MATERIAL SUPPLIED:
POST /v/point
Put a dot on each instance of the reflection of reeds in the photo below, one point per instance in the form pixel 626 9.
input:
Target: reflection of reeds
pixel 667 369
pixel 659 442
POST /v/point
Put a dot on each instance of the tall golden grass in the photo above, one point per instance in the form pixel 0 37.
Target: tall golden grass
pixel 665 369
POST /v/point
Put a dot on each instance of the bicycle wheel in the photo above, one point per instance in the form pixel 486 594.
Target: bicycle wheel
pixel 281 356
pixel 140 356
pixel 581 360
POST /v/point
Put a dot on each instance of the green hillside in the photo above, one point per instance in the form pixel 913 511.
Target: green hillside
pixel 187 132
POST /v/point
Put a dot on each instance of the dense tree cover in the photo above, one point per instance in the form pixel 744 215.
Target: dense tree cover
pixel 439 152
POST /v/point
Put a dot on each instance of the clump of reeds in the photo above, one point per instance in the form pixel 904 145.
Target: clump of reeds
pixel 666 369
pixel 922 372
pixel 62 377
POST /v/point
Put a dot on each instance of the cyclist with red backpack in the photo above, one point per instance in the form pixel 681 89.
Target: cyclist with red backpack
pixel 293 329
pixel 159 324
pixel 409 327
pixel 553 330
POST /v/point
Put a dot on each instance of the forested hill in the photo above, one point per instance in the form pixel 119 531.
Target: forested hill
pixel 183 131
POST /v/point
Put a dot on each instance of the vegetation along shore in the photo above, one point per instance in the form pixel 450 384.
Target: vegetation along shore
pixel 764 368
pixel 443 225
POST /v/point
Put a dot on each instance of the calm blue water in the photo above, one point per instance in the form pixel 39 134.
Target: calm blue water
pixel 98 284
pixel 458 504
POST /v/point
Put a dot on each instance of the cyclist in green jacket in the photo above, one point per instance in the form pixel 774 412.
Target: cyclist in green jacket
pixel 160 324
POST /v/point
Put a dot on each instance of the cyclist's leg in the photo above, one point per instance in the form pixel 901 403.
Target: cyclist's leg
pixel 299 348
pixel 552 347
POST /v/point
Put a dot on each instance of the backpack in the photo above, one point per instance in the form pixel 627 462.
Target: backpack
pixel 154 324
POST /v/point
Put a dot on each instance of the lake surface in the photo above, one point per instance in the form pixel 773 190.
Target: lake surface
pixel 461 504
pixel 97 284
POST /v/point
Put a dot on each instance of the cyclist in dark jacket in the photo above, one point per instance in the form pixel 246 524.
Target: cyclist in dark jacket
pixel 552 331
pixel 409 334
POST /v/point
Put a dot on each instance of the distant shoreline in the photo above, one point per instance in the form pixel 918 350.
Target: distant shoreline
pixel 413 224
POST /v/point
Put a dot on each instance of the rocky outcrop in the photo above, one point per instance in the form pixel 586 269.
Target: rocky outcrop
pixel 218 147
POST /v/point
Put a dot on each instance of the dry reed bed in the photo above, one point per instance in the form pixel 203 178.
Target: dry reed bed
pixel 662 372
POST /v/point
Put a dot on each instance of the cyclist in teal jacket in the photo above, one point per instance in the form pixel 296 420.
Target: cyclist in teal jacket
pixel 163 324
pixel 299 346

WORK REQUIRED: All lines from the records above should be copied exactly.

WRITTEN RESPONSE:
POST /v/point
Put a dot on each instance of the reflection of reeds in the photo below, one point per instance in the form pixel 626 9.
input:
Target: reflection of reeds
pixel 667 369
pixel 659 442
POST /v/point
Put a dot on each instance of the tall golden grass in the photo above, one point per instance in the form pixel 0 37.
Target: tall golden grass
pixel 665 369
POST /v/point
Put a dot on each instance of the bicycle wheel in the photo above, one point per instance in the form pixel 486 594.
Target: bicycle wheel
pixel 281 356
pixel 140 356
pixel 581 360
POST /v/point
Put a dot on each instance of the green hillside in the photo above, one point per instance in the form pixel 913 511.
Target: green hillside
pixel 187 132
POST /v/point
Put a dot on each instance of the dense tree cover in the photo above, one point per instance in the form pixel 744 215.
Target: dense tree cover
pixel 439 152
POST /v/point
Put a dot on each instance of the clump of reeds in the photo above, one point per instance in the form pixel 904 145.
Target: clump of reeds
pixel 666 369
pixel 922 372
pixel 62 377
POST /v/point
Put a dot on each instance of the cyclist with red backpack in the photo above, one point per instance in the form pixel 681 89.
Target: cyclist with red backpack
pixel 293 329
pixel 159 324
pixel 409 327
pixel 553 330
POST /v/point
Put a dot on each instance of the forested hill in the photo above, one point per instance in the form pixel 119 531.
Target: forested hill
pixel 183 131
POST /v/point
Put a dot on each instance of the vegetation along shore in the photo above, one point per instance in the form pixel 450 384.
Target: vegetation along shore
pixel 764 368
pixel 443 225
POST /v/point
Put a dot on each instance of the calm blue water in the photo above, one point per instance in the form pixel 39 134.
Target: calm blue water
pixel 98 284
pixel 458 504
POST /v/point
Put a dot on each instance of the cyclist in green jacket in the photo above, one point per instance in the form pixel 774 412.
Target: cyclist in green jacket
pixel 160 324
POST /v/point
Put a dot on each instance of the cyclist's leg in the photo above, one point per instance in the form pixel 901 403.
Target: cyclist's leg
pixel 299 348
pixel 552 347
POST /v/point
Put a dot on each instance of the backpack in the photo above, one point per instance in the form pixel 627 462.
Target: backpack
pixel 154 324
POST /v/point
Put a dot on each instance of the lake surface in the photo above, one point per instance in the form pixel 773 190.
Target: lake surface
pixel 461 504
pixel 97 284
POST /v/point
Put a dot on each instance of the cyclist in dark jacket in the photo above, one point per instance in the form pixel 246 524.
Target: cyclist in dark jacket
pixel 552 331
pixel 409 334
POST /v/point
Put a dot on each instance of the distant shoreline in the photo above, one point per instance in the form pixel 918 350.
Target: distant shoreline
pixel 413 224
POST /v/point
Put a dot on each instance of the rocky outcrop in the photo above, one point per instance in the form pixel 586 269.
Target: rocky outcrop
pixel 218 147
POST /v/point
Put a dot on each instance of the dry reed bed in the photo above, one point per instance in the form pixel 203 178.
Target: dry reed bed
pixel 662 372
POST /v/point
Put a dot on each instance of the cyclist in teal jacket in the photo above, one point per instance in the form pixel 296 420.
Target: cyclist in teal jacket
pixel 163 324
pixel 299 346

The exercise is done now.